** start of Records for the exercise **

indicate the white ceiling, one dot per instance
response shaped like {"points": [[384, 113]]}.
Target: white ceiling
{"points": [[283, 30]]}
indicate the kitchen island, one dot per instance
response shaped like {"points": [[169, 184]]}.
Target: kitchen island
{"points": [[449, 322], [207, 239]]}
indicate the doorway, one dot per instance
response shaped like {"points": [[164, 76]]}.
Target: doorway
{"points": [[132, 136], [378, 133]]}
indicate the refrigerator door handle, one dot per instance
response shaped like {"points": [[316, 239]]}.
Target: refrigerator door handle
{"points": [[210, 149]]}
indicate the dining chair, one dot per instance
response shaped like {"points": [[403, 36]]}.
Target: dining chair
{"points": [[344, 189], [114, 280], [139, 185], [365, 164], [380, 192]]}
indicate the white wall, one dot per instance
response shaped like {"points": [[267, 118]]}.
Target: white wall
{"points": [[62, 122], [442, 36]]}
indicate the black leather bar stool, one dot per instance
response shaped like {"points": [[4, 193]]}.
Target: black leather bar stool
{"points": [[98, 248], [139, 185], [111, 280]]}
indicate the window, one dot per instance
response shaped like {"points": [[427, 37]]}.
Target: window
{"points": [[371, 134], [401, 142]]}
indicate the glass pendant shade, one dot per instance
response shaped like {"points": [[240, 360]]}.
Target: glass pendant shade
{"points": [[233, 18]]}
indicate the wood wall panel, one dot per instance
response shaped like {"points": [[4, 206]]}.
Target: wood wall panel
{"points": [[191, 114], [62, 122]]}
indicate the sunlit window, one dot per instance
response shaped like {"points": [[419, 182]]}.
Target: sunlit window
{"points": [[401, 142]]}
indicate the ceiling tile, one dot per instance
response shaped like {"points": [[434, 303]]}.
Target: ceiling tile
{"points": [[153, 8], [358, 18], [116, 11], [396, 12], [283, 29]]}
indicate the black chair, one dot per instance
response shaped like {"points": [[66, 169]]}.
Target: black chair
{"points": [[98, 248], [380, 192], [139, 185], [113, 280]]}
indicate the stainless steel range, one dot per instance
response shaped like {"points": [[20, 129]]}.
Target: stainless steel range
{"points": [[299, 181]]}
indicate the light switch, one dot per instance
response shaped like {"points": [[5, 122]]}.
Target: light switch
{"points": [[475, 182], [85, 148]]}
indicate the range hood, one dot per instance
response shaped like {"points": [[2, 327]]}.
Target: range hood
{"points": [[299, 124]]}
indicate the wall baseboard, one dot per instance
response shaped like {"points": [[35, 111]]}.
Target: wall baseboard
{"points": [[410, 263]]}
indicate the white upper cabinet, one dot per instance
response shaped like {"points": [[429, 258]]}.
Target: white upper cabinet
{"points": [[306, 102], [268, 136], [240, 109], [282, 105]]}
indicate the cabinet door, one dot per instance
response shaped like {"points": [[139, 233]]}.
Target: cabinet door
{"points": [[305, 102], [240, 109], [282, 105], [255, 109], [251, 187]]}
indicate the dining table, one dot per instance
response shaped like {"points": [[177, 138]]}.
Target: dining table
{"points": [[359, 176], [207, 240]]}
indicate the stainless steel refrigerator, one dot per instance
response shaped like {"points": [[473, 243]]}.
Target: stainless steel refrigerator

** end of Records for the exercise **

## Exercise description:
Please rewrite the material as a numbered list, starting at the line that contains "indicate the stainless steel refrigerator, one" and ending with the last line of the material, leaving out any blank lines.

## Response to the exercise:
1. indicate the stainless steel refrigerator, one dot per instance
2. response shaped like {"points": [[473, 243]]}.
3. Target: stainless steel refrigerator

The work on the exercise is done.